■ Description of the task ■
Can you lay out all the records below as a two-column CSV with the header instruction,coordinates, one row per record holding its text and its answer, each in a single quoted field with line breaks replaced by spaces?

========================

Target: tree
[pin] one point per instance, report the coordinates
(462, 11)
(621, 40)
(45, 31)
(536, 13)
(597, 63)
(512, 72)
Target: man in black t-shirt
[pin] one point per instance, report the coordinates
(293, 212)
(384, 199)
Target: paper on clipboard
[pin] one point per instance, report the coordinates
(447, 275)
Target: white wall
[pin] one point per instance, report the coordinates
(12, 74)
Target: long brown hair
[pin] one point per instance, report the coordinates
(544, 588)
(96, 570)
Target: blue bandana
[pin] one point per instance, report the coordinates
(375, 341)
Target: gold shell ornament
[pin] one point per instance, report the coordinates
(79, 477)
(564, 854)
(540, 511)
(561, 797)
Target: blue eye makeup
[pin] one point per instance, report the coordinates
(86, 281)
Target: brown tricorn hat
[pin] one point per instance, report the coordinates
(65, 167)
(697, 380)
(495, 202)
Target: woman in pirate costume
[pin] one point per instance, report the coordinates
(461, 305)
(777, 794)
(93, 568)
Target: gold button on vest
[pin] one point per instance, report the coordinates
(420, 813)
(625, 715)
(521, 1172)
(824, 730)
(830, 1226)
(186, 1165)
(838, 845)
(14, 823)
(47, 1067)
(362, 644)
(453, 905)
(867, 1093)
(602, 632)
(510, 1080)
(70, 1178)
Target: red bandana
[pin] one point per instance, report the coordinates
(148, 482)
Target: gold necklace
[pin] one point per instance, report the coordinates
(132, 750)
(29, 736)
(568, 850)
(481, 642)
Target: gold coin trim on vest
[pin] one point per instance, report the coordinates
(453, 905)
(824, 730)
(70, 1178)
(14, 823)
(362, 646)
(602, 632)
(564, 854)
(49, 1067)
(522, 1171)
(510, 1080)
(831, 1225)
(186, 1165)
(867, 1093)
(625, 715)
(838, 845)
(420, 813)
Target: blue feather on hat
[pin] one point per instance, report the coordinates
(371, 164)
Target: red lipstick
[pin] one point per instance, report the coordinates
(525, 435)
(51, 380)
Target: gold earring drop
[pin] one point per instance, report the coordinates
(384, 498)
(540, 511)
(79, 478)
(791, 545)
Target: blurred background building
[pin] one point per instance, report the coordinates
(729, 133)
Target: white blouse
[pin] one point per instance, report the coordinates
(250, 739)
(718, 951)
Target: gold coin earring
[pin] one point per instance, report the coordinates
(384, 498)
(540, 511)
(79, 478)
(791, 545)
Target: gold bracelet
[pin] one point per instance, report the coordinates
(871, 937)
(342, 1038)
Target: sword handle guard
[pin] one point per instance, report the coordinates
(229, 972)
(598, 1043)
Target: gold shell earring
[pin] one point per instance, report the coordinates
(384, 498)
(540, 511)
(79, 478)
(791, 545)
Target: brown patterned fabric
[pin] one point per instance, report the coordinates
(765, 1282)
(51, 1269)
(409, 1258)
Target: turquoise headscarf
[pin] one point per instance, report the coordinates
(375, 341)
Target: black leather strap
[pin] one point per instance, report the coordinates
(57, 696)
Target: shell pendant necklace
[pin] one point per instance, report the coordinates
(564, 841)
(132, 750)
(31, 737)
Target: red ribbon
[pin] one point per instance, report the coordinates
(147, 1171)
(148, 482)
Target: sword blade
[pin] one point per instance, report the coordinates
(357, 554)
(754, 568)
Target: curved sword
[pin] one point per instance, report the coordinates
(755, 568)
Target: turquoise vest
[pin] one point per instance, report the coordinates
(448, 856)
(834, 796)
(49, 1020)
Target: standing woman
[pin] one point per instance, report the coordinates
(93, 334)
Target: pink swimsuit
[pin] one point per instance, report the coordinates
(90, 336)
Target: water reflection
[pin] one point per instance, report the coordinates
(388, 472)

========================

■ Answer in full ■
instruction,coordinates
"Target: tree [pin] one point per instance, report the coordinates","(462, 11) (621, 40) (45, 31) (536, 13) (597, 63) (512, 72)"
"Target: man in black t-shirt [pin] one point per instance, report the coordinates","(293, 212) (384, 199)"
"Target: paper on clipboard [pin] one point per instance, report the coordinates","(447, 275)"
"Target: white wall [pin] one point per instance, report the coordinates","(12, 74)"
"Target: long brown hair [pin] one point per instance, report the coordinates","(544, 588) (96, 570)"
"Target: blue bandana [pin] one point per instance, report the coordinates","(375, 341)"
"Target: gold shell ornament [pin] one point per instance, report the coordinates","(79, 477) (564, 854) (540, 511) (561, 797)"
"Target: blue eye makeup [pin] one point per instance, report the coordinates","(86, 281)"
"Target: brown tricorn hat [pin] one point per instance, report the coordinates","(65, 167) (697, 380) (495, 202)"
"Target: woman in pirate costume [pin] one point per instance, report the coordinates","(461, 305) (777, 794) (93, 568)"
"Target: gold button on vest [pin] one point per instance, report the coordinates","(420, 813) (625, 715) (521, 1172) (824, 730) (830, 1226) (186, 1165) (838, 845) (14, 823) (47, 1067) (362, 644) (453, 905) (867, 1093) (602, 632) (510, 1080) (70, 1178)"
"Target: red bandana [pin] one point per instance, report the coordinates","(148, 482)"
"Target: gold necklace [pin] one point per instance, report the coordinates","(132, 750) (29, 736) (568, 850) (481, 642)"
"Target: gold coin trim on vest [pin] one point per instance, report the coordinates","(453, 905) (824, 730) (70, 1178) (14, 823) (362, 646) (602, 632) (564, 854) (49, 1067) (522, 1171) (510, 1080) (831, 1225) (186, 1165) (867, 1093) (625, 715) (838, 845) (420, 813)"
"Target: blue feather on hat [pin] one point per instance, report the coordinates","(371, 164)"
"Target: red lipstick [pin] one point per instance, report the coordinates","(525, 435) (51, 380)"
"Target: gold earring drop [pin] one point per instance, report the coordinates","(384, 498) (540, 511) (79, 478) (791, 545)"
"Target: blurred background building [pin] one point per instance, report the coordinates","(729, 133)"
"Target: white blouse [pin] one point per instance, report the coordinates","(250, 739) (718, 951)"
"Target: gold coin earring [pin] one point per instance, report the coordinates","(384, 498) (540, 511) (79, 478) (791, 545)"
"Target: gold bracelet [pin] one point per instance, report the coordinates","(871, 937) (342, 1038)"
"Target: sword handle guard [pin] one point per instance, report the coordinates","(229, 972) (598, 1043)"
"Target: gold shell earring [pin] one point per instance, report the coordinates","(384, 498) (540, 511) (79, 478) (791, 545)"
"Target: brown patterned fabric [pin] one point per instance, report the coordinates","(765, 1282) (51, 1269) (409, 1258)"
"Target: turquoise headscarf [pin] one point per instance, report the coordinates","(375, 341)"
"Target: black leather strap [pin] one point per instance, report the coordinates","(57, 696)"
"Target: shell pendant necklace [pin] one point per instance, report the coordinates","(564, 841) (132, 750) (31, 737)"
"Target: red ribbon [pin] one point per instance, report the coordinates","(147, 1171) (148, 482)"
"Target: sword blade [pin] one point per instance, report the coordinates","(357, 554) (754, 568)"
"Target: curved sword [pin] one point per instance, report the coordinates","(755, 568)"
"Target: turquoise vest [pin] one point per instance, report the coordinates","(448, 856) (834, 796) (49, 1020)"
"Target: standing woman [pin] one point per instance, report the coordinates","(93, 334)"
"Target: pink swimsuit [pin] one point per instance, report the coordinates","(90, 336)"
"Target: water reflection [pin] one point per instance, report the coordinates","(388, 472)"